#### [DIRECTIONS FOR THIS TASK]
Quote all of the data below exactly, please.

#### [RECORDS PROVIDED]
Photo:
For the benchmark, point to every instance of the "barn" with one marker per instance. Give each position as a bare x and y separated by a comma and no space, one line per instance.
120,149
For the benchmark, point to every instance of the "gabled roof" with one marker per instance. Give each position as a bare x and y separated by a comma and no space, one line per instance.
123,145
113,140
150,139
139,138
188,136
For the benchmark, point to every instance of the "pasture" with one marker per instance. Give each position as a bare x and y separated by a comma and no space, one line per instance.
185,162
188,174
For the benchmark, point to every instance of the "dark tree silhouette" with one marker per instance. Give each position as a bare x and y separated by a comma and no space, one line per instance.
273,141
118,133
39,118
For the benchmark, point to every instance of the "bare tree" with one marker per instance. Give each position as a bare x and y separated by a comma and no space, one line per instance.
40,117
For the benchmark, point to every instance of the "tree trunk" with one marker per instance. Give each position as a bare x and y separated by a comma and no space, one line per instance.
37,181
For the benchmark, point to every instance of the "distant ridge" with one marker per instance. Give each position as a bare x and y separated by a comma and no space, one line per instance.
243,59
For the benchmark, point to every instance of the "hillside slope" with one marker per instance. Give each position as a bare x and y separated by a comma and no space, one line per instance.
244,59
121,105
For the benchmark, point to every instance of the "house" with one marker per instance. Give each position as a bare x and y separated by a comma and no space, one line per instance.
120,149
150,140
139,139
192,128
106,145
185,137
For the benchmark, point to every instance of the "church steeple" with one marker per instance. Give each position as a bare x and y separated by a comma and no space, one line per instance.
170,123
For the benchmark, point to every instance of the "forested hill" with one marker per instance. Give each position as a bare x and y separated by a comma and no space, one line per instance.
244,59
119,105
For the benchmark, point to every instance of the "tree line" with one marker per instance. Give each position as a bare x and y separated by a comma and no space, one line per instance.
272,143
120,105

#### [OUTPUT FOR THIS EXERCISE]
Photo:
For the benchmark, point to every instance of the "barn" with one marker per instance. Give each position as a bare x and y separated by a comma and no space, one line per instance.
120,149
For the benchmark, point to every instance of the "gabled roof" with one marker per instance. Give each position as a bare x and y separated by a comma and no space, one line per instance.
123,145
113,140
150,139
139,138
188,136
For the benchmark, point to every instance of the "pasture" with one marker per instance. Give each position as a bare x and y separated by a comma and no space, one line per instance.
185,162
188,174
For the benchmark, point to every instance of the "dark tree silhouette" with one marker per instance. Give each position as a bare x and y separated by a comma and no space, one line per instance.
273,141
118,133
39,118
For the benchmark, point to every instance of the "bare tree" with one marker per instance. Give each position as a bare x and y separated by a comma and no space, one line per instance.
40,117
For the benchmark, point to every instance of the "tree trunk" with one marker per instance. Give each position as a bare x and y separated by a comma and no space, one line per instance.
37,181
For the benchmark, point to every instance of the "distant ridge" with one marker per instance. Give each position as a bare x and y separated by a comma and no space, one line per instance.
243,59
For the benchmark, point to every instance of the "hillside slope" with one marker per instance. Give each position as a bare x and y separated by a comma and no space, one line per instance.
244,59
121,105
For the benchmark, point to every instance of the "house" with one marker per instance. Give each position as a bare x and y separated by a comma and no space, one line per instance.
120,149
150,140
139,139
192,128
106,145
185,137
For the benchmark, point to every instance of the "church steeple" with one marker per instance. Give each position as a bare x and y separated by a comma and no space, one line per instance.
170,123
For the benchmark, point to every instance of the "forested hill" with one marker per instance. Give each position as a bare x and y separated by a comma and no space, one line per instance.
244,59
119,105
For the benchmark, point to every instance of the "tree line" with one marker per instance. Give each position as a bare x and y separated by a comma and no space, one line per instance.
272,143
120,105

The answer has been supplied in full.